Exact copy, pictures excluded: reproduce every record below.

START Given data

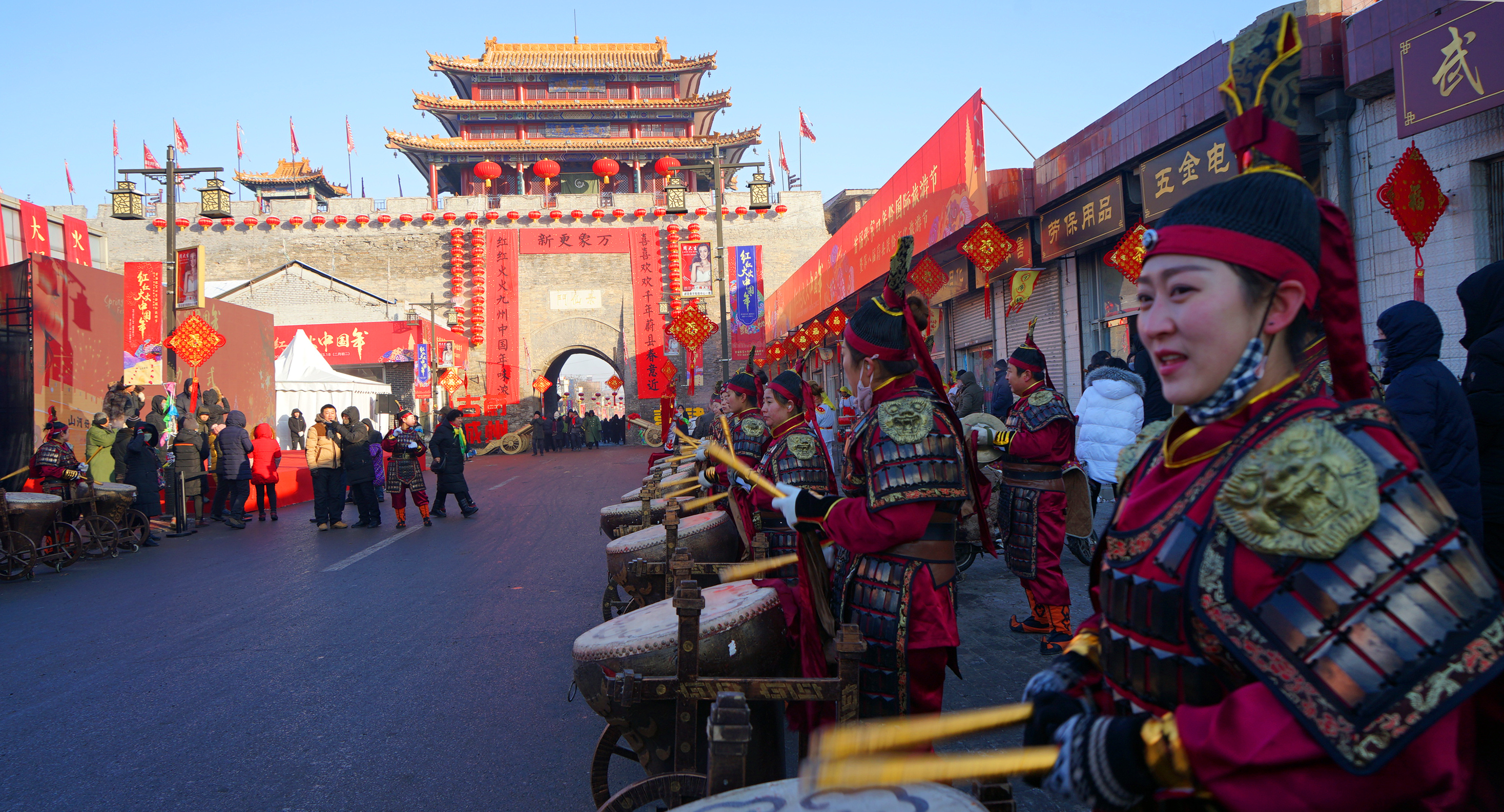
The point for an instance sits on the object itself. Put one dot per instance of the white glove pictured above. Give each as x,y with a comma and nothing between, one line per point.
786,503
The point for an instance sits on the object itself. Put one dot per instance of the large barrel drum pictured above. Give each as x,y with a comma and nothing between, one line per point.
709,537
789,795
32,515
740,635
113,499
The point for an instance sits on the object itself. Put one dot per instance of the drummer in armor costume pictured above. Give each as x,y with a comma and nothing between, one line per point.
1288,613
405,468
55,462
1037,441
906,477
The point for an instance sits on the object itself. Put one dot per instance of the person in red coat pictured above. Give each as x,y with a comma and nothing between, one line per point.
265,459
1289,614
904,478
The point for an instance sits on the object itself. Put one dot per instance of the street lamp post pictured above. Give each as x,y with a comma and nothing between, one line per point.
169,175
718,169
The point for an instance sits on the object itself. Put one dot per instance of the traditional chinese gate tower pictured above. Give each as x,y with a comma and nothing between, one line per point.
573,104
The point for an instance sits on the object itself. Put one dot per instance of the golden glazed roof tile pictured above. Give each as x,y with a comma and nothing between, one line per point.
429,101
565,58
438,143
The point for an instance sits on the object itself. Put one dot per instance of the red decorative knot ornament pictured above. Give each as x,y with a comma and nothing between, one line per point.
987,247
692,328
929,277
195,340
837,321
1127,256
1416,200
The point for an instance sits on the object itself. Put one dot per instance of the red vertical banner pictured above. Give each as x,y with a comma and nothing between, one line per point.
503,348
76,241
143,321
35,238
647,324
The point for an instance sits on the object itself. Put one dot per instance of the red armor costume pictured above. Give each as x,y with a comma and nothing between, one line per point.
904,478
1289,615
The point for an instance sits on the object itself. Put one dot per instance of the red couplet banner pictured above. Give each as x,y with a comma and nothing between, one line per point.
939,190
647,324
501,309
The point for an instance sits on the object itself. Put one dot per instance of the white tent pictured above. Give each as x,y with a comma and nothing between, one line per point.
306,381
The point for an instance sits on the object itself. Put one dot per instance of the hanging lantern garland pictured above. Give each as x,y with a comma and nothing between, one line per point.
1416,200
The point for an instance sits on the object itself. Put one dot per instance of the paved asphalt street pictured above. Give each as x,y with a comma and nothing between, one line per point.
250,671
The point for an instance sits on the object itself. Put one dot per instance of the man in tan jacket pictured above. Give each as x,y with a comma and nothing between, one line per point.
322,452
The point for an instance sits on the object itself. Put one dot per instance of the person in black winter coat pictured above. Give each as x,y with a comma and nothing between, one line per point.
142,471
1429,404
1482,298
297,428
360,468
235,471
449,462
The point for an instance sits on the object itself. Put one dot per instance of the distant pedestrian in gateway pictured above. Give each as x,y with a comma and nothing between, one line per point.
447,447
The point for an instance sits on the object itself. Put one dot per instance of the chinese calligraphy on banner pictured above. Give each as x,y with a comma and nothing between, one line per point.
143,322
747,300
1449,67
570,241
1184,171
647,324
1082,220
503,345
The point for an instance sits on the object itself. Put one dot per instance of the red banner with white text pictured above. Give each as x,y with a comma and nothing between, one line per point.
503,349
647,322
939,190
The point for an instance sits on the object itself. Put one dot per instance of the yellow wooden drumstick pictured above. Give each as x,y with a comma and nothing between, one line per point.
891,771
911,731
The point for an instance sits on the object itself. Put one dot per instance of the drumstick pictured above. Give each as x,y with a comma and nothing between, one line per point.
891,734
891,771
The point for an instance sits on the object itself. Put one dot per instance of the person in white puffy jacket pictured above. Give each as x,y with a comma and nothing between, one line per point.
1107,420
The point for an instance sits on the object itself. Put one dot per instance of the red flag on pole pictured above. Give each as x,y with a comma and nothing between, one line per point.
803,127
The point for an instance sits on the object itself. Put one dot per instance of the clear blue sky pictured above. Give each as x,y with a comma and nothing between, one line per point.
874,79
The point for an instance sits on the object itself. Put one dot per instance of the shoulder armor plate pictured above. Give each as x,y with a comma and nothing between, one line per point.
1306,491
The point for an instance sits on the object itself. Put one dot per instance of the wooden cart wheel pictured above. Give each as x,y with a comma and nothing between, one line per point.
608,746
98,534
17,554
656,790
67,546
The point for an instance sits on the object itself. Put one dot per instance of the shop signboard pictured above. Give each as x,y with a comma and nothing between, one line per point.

END Given data

* _Output below_
The point for an instance sits on the object itself. Put one dot per instance of the white glove pictured above. Give each as x,y with a comma and nothing between, one line per point.
786,503
The point for an instance sits on the object itself. Put one dot per instance of the large barrel drum pictured above. Give each as x,y with a comma and nothing between, one line per point.
709,537
789,795
32,515
740,635
113,499
The point for an instance sits on the object itself. Put one dot per instance of the drummer in armor costume pictured above. Give each as x,y with a comma and nothing between, one line per point.
1288,613
405,468
55,462
1037,441
906,477
The point for an instance sits on the object itself. Put one dot per instance of the person in red coat pictured above. Give each as x,y with a comma and nothing between, one line per point.
265,459
1289,614
904,478
The point for an instance sits on the object itself. Put one dot per instance of the street lamp post pictured above. Give each as x,y with a comma and nothing between, one line per point.
169,175
718,169
The point for an instance sits on the object itself. Put one dot per instance of the traditional chinese gate tower pictured above. Give each as x,y with a comma and nothing between, one line per point.
573,104
The point for an instance sits on the object itself. Put one dot per instance of the golden glazed roof tile pictured above. Give each as x,y with a comma and nothing between, one line per point.
429,101
565,58
438,143
The point for an instance sits on the object itself. Put one dot per instance of the red decorative knot ornament pictured above. Give each as x,y with a comma and nothing between, one line per point.
987,247
692,328
929,277
195,340
837,321
1127,256
1416,200
The point for an instance sits on the object itself. Put one dot per instance of the red vertical banner pictured above. Give each as x,y with a comma and nothing between, one line per point.
503,348
76,241
143,321
35,238
647,324
The point for an instance sits on the object itself. Put one dot per instance of the red armor costume pictured above. Give each as x,y with a comma and nothing between, one line per point.
904,478
1289,615
The point for an instance sits on the object itself. Put one dot per instance of the red couplet banner pictured above. Give each as x,y with a comma and nothing between, one line per point.
939,190
647,324
501,309
The point for an instance sits on the object itself. Put one dot per instance of the white tent pictured above. Give each as x,y with a comma and nothing between, one line per point.
306,381
The point for an instance sits on the object itself. Put one dot per instance of the hanging lantern garland pictured above. Give each as x,y with a comma and nothing between, one line per point.
1416,200
The point for an instance sits on the object itself. Put one dot per instance of the paved asphalt street pictured above. Give each as x,y with a comma and nothing between, one line per point.
250,671
The point for an instance sits on the object itself. Put one dot per instance of the man in tan jacket pictured above. Give each as x,y with a comma and nothing between, one line per point.
322,452
The point for an instance sits on the object itself. Put one dot per instance of the person in black winter coat pictured above. Give each as x,y with a comma and nothing between, one line per point.
142,471
1429,404
1482,298
297,428
360,468
235,471
449,462
The point for an instance sits on the object itself. Put one dot per instance of the distant pedestrian in gateway pictured above. Give each as x,y with a comma and nothing between, one line per point.
447,447
The point for an instance sits on the object itself. Put one dot per instance of the chinese calligraphy on banner pictured above. Give each as x,y with a comma and nothing between, one line per point.
143,322
747,300
1449,67
570,241
1184,171
647,324
1082,220
503,345
The point for an instance sits on the object itself. Put one dot per instance of the red banner with white text pictured above. Give each as x,y with a comma and nothing between, one line per point.
503,349
647,322
939,190
The point for an instance sits on the object itself. Put one dot per instance of the yellow wooden drumstick pictured above. Give each as x,y with a comma and nothing between, one line per point.
891,771
911,731
The point for an instance sits on the object itself. Put one dot per instance of the drumstick pictured above. Give each as x,y with a comma and nothing between, one line per point.
891,734
891,771
The point for an instance sits on the object itself. Put one dot per instance of the person in white puffy jacket pictured above. Give each as x,y with a comma and nothing between, one line per point.
1107,420
The point for an instance sits on the object itself. Put one dot per instance of the red flag on pole pictured above. Give each as x,y with a comma and nothing between, one line per point.
803,127
The point for an instance sits on the object itself. Put one dot per instance of the clear blue sky pictured above. Give each as x,y with a comma and nothing between, one line per point.
874,79
The point for an instance sits on the object itself. Put one dot per instance of the shoulder armor plate pictured above. Give each as x,y with a comma and nothing between, one line per point.
1306,491
The point for an instance sits on the object itself. Put one dot per instance of the wooden cart wheel pictured above. Give each as x,y with a comma and nothing between, one line per point.
608,746
98,534
17,554
656,790
67,546
The point for an instance sits on the object itself. Put one dot per instance of the shop signboard pictured above. Give each as x,y with a comma and nothing between, one line per point.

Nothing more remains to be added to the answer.